Today I read an article about using "Jenny's number" (867-5309) when signing up for stuff, and now that chorus is stuck in my head. :hairpull:


----------



## NonSenCe

earlier this week i was listening inside my head 

Light my fire.. by the doors.

and when i get tired of it, it somehow transforms into chorus of "Relight my fire" by take that! AARRGGH!

---
then later the week.. i was hearing this one: http://www.youtube.com/watch?v=dZbddv22u98 k7: come baby come.


----------



## mickeyjr308

How about the song called Voices by Russ Ballard from Miami Vice.


----------



## StarHalo

(Click the image)


----------



## correspondent

Back home we have a term for it...LSS - last song syndrome.


----------



## StarHalo

YADDAYADDALOODEE YOOP DEEDOODEE BALADEEDEEDOODEE OOOOOH / BALADEEDEEDOODEE OOOOOH / BALADEEDEEDOODEE OOOOOH..


----------



## H-Man

I managed to get this stuck in my head.
http://www.youtube.com/watch?v=dwTAXVcK1JA
How I managed to do that, I have no idea.


----------



## PhotonWrangler

With the passing of Davy Jones yesterday, I was reminded that the theme music from the old Monkees TV show would get stuck in my head once in awhile.

"Hey hey we're The Monkees..."


----------



## jabe1

PhotonWrangler said:


> With the passing of Davy Jones yesterday, I was reminded that the theme music from the old Monkees TV show would get stuck in my head once in awhile.
> 
> "Hey hey we're The Monkees..."



It happened to me Today! I remember watching the show as a child.


----------



## RBR

......


----------



## Dr Evil

It isn't a song but it still gets stuck in your head. lol

http://badgerbadgerbadger.com/


----------



## PhotonWrangler

Dr Evil said:


> It isn't a song but it still gets stuck in your head. lol
> 
> http://badgerbadgerbadger.com/



That one is right up there with Hampsterdance.


----------



## angelofwar

Van Morrisen "Brown Eyed Girl" always get's stuck in mine...we had an oldies station (KOOL 95?) growing up in Arkansas that my dad always listened too...I'm well versed in my oldies :0)


----------



## PhotonWrangler

Yeah, "Brown Eyed Girl" gets stuck in my head also.

Here's another one from the 70s... Baby Face by Wing and a Prayer Fife & Drum Corps. I like it, but wow does it get stuck in my head.


----------



## budynabuick

Lynx_Arc said:


> nothing like raindrops keep falling on my head..........
> .




LOL I have been singing "dead flowers" by the stones for THREE days and thanks too you I am now singing> "Raindrops keep falling on my head." Thank you as I needed a new song. Is it not amazing when singing in the head it sounds just like the recording? Yea it do

Keith- who now has "raindrops falling on his head!"


----------



## Lite_me

For me lately, it's been an Adele song. Every time I hear "Someone Like You" , it keeps coming back in my head later. I guess I like it.

→ **RECORDED DATA**
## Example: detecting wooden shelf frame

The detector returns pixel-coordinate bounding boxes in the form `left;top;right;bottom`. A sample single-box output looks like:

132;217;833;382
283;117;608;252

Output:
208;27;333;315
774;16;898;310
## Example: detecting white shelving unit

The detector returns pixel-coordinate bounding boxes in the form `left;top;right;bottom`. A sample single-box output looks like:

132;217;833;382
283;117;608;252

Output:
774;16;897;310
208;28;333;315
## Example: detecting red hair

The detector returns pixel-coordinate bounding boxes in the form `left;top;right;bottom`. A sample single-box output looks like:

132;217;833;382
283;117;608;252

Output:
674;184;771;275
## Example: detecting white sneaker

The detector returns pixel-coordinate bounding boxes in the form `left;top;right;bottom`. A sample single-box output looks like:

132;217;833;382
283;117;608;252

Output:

→ **WHAT IS ASKED**
(1) In the forum thread about songs that get stuck in people's heads, what term does correspondent say is used back home for this?
(2) Carry on the forum thread about songs that get stuck in people's heads, picking up right after its final post.

→ **TASK-BY-TASK RESULTS**
(1) LSS, short for "last song syndrome."

(2)
----------



## budynabuick

Lee1959 said:


> You should have been in Michigan in the 70's when Mark "The Bird" Fydrych(sp) was playing for the Tigers, lol.




I could post on about a hundred of these posts but since there are so many, I"ll speak on this one. i have been at over a hundred concerts in my life and seen Hendrix, Who, Joplin, Dylan, doors, Beatles, Dave Clark Five, Moody Blues, Garth Brooks, Rod Stewart and faces and the list goes on and on. But the most electric thing I have ever experienced was in 74 at old Tiger Stadium when I got to see the "Bird" pitch!!! When a packed stadium stood at the same time and let out in unison the loudest yell I have EVER heard in my life! He went 9 and pitched a two hitter. Thanks Lee for naming this great pitcher and wonderful man. He died in his forties working on his farm while repairing a tractor and getting twisted up in, I believe, a power take off unit. BTW Lee, as an aside, my departed grandad, Fred Wilde, was a second cousin with Mr. Wilde in your sig line. I"ll stop by saying this is a fun thread and you guys have some great (with a few exceptions lol)music stuck in the head.

Keith- who is now singing "Winchester Cathedral" in his head. OH GOD WHY?


----------



## PhotonWrangler

budynabuick said:


> Keith- who is now singing "Winchester Cathedral" in his head. OH GOD WHY?



Oh-voh-dee-oh-doh... agh, there it goes again! :laughing:


----------



## bshanahan14rulz

Mr. Oizo's "M-seq." I can't stop singing the lyrics out loud, which is a problem because the lyrics aren't in English and everybody thinks I'm crazy...
http://www.youtube.com/watch?v=6-EcasIakX4


----------



## Launch Mini

One year at a friends cabin, someone started humming this. Then another, and another. It was everywhere, all weekend long.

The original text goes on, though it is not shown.